[Fragmento seleccionado]
En la vega de Granada, bajo el cielo andaluz, nació Federico García Lorca el 5 de junio de 1898. Hijo de tierra fértil y palabra encendida, por donde caminaba dejaba un reguero de metáforas. Poeta y dramaturgo, recogió las historias de su pueblo, resonando en cantares, poemas y tragedias.
En 1929, ya dueño de cierto prestigio, Lorca viajó a Estados Unidos buscando un cambio de aire ante una crisis personal y emocional. Al parecer, el principal motivo de la elección del destino fue que su amigo Fernando de los Ríos lo animó a matricularse en la Universidad de Columbia en Nueva York. Pero también se dice que más que eso fue atraído por eso que llamaban “Modernidad”. En todo caso, fue un exilio íntimo más que político, una forma de huir de su mundo y, al mismo tiempo, abrirse a uno nuevo, absurdo y fascinante.
El poeta descendió a Nueva York, bajó en espiral por una escalera de humo, hasta encontrar una ciudad sin médula donde los trenes aullaban bajo tierra, los rascacielos eran árboles sin savia y las calles templos del afán. La ciudad, con su pulso febril y su rostro de metal, se convirtió en espejo de su estado emocional y expresión de su ensoñación surrealista.
Sus versos, nacidos del asombro, dibujan una urbe que devora y engendra. Muestran a un poeta que miró con agudeza y se involucró con intensidad. Algunos poemas parecen escritos con los dientes. Cuando Lorca arribó, la Gran Depresión teñía de angustia las calles, y el poeta, testigo sensible, absorbió la preocupación y el desarraigo que flotaban en el aire.
Una caminata imaginaria con Lorca
Es posible imaginar a Lorca caminando por Wall Street, deambulando entre números huérfanos, escuchando los gritos de los hombres vendiendo carne vestida de acciones:
Que ya las cobras silbarán por los últimos pisos,
que ya las ortigas estremecerán patios y terrazas,
que ya la Bolsa será una pirámide de musgo,
que ya vendrán lianas después de los fusiles
y muy pronto, muy pronto, muy pronto.
¡Ay, Wall Street!
(Danza de la muerte, pp. 57-60).

Después, caminando por Harlem, el barrio brillantemente negro, viendo la música trepar por las paredes. Los negros cantando con la garganta desgarrada, mientras la ciudad los encierra con relojes sin manecillas. Harlem apareciendo ante sus ojos como un altar de lo innombrable:
¡Ay, Harlem! ¡Ay, Harlem! ¡Ay, Harlem!
No hay angustia comparable a tus rojos oprimidos,
a tu sangre estremecida dentro del eclipse oscuro,
a tu violencia granate sordomuda en la penumbra,
a tu gran rey prisionero con un traje de conserje.
(El rey de Harlem, pp. 47-52).

[Información proporcionada]
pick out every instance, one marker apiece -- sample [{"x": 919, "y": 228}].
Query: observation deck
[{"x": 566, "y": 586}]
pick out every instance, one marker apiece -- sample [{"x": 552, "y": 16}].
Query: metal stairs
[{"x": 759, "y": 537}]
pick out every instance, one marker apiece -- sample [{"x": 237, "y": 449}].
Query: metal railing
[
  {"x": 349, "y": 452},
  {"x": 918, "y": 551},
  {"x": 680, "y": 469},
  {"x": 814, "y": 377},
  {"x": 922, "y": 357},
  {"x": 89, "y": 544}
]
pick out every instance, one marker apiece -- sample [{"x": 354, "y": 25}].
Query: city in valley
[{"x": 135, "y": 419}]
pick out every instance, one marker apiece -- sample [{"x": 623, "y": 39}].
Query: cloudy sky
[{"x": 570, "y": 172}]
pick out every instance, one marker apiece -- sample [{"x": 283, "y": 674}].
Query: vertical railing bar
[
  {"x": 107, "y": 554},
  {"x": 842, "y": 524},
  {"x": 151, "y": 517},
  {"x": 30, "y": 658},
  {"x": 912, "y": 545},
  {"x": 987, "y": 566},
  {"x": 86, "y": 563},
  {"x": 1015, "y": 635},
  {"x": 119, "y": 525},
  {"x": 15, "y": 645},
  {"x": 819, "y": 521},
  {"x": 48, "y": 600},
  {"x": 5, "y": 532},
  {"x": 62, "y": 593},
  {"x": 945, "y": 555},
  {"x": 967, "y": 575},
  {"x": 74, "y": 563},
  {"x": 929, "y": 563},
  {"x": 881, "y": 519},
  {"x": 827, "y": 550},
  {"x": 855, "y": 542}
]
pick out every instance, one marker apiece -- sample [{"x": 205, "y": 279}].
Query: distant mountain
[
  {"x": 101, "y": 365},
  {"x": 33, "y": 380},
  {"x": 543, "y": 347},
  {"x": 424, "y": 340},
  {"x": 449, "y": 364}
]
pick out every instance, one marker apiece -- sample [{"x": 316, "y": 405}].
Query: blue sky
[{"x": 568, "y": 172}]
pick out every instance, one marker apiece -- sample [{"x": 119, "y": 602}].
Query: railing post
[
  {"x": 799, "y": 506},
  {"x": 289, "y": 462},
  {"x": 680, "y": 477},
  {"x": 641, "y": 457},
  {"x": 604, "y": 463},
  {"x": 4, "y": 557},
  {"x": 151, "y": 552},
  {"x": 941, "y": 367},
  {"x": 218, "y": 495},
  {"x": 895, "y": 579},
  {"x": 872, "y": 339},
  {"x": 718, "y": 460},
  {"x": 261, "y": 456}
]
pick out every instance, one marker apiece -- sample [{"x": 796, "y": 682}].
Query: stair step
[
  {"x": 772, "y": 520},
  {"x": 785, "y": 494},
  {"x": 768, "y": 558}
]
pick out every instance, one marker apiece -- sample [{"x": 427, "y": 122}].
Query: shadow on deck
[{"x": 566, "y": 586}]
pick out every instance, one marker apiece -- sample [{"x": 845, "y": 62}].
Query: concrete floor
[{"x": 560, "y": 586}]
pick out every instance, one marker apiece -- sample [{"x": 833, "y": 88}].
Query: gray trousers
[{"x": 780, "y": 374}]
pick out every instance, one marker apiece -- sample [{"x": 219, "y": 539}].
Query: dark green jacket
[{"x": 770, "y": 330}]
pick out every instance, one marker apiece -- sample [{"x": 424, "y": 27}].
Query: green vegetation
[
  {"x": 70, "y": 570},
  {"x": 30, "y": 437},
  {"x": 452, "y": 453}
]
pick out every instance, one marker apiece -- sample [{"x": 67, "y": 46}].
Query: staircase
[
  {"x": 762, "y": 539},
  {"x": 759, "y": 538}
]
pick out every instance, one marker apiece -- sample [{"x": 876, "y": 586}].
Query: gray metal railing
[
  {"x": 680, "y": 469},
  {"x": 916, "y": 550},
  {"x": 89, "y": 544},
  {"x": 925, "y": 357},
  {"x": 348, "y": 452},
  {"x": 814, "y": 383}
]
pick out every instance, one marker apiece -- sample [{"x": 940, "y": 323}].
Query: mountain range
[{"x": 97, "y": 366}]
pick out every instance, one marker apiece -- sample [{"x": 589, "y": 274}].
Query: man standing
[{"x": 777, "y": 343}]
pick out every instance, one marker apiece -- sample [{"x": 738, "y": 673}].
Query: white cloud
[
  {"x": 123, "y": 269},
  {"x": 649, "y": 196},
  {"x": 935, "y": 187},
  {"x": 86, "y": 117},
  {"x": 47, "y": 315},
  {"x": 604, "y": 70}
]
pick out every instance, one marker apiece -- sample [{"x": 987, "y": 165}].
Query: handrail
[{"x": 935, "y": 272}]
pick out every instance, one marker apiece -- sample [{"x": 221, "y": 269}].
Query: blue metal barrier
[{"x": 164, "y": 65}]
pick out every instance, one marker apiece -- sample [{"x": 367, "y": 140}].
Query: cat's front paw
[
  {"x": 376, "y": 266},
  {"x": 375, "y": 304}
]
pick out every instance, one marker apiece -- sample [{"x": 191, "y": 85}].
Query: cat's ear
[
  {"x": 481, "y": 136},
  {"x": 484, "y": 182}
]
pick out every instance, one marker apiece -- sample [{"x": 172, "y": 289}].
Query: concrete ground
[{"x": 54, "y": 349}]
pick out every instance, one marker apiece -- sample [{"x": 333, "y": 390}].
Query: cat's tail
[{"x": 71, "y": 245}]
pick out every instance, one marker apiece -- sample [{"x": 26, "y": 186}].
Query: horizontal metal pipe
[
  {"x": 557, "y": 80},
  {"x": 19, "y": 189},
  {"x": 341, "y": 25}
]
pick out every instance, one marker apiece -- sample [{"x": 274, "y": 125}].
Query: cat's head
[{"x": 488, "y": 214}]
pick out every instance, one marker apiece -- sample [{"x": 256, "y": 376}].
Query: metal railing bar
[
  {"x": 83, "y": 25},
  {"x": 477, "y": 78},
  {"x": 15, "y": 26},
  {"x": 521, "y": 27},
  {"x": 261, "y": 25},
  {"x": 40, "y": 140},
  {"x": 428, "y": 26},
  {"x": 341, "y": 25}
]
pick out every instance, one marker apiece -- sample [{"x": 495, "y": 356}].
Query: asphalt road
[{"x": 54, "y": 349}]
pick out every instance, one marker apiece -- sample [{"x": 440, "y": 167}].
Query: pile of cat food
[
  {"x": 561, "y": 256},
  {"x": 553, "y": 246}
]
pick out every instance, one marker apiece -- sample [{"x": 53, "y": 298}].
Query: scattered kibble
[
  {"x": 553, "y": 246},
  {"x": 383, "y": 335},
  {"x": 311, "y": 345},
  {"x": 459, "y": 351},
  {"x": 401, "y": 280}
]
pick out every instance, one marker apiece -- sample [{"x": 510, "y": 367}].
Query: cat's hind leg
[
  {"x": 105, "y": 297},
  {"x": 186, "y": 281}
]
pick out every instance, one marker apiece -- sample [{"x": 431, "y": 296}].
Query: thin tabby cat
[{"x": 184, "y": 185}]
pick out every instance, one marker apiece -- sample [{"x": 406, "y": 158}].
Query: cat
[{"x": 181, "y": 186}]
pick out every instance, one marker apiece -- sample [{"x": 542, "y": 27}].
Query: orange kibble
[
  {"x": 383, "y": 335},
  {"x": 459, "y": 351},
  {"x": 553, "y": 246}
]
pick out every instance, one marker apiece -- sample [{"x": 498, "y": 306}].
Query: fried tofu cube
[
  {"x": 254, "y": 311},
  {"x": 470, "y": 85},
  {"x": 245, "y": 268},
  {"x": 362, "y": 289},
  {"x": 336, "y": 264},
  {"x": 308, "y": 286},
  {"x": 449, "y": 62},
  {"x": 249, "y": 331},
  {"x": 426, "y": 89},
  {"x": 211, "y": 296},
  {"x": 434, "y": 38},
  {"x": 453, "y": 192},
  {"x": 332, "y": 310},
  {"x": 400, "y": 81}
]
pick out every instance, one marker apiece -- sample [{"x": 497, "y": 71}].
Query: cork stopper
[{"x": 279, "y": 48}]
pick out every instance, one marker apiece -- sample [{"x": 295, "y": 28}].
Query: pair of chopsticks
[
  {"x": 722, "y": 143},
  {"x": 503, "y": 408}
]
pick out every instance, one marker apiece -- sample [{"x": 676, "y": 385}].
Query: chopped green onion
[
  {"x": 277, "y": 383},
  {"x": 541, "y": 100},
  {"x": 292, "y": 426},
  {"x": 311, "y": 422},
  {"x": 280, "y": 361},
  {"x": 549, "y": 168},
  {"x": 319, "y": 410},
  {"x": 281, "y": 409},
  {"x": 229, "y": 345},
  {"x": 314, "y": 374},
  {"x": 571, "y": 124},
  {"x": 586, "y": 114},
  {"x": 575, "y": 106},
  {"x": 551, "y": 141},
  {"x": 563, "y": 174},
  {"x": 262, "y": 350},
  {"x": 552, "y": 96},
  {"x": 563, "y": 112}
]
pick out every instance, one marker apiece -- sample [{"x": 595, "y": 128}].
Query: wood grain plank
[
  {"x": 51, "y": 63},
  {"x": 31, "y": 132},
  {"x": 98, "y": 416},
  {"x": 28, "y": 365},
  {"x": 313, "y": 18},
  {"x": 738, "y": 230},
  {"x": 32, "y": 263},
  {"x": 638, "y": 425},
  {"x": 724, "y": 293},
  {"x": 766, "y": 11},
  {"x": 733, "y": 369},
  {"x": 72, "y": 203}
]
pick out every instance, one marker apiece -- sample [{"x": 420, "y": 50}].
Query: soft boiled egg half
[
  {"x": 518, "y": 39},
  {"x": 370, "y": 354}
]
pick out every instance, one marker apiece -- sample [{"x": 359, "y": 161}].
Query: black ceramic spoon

[Tareas propuestas]
1. Enumera todos los versos del texto sobre Lorca que comienzan con las palabras «que ya», ya sea con mayúscula o con minúscula.
2. Prosigue el texto sobre Lorca a partir de su último renglón.

[Respuestas esperadas]
1.
- Que ya las cobras silbarán por los últimos pisos,
- que ya las ortigas estremecerán patios y terrazas,
- que ya la Bolsa será una pirámide de musgo,
- que ya vendrán lianas después de los fusiles

2.
La noche lo encuentra en Broadway, las luces y el bullicio resuenan con su estado de ánimo. Los teatros le ofrecen un escape efímero, pero también le revelan la superficialidad de una sociedad obsesionada con los espectáculos:
Yo estaba en la terraza luchando con la luna.
Enjambres de ventanas acribillaban un muslo de la noche.
En mis ojos bebían las dulces vacas de los cielos.
Y las brisas de largos remos
golpeaban los cenicientos cristales de Broadway.
(Danza de la muerte, pp. 57-60)

Cuando por fin concilia el sueño, se le puede imaginar durmiendo mal en la ciudad sin descanso. Soñando con trenes que se comen a los pasajeros, con esqueletos que aplauden, con una niebla que se va apoderando de todo:
No duerme nadie por el cielo. Nadie, nadie.
No duerme nadie.
Las criaturas de la luna huelen y rondan sus cabañas.
Vendrán las iguanas vivas a morder a los hombres que no sueñan
y el que huye con el corazón roto encontrará por las esquinas
al increíble cocodrilo quieto bajo la tierna protesta de los astros.
(Ciudad sin sueño, Nocturno del Brooklyn Bridge, pp. 68-70).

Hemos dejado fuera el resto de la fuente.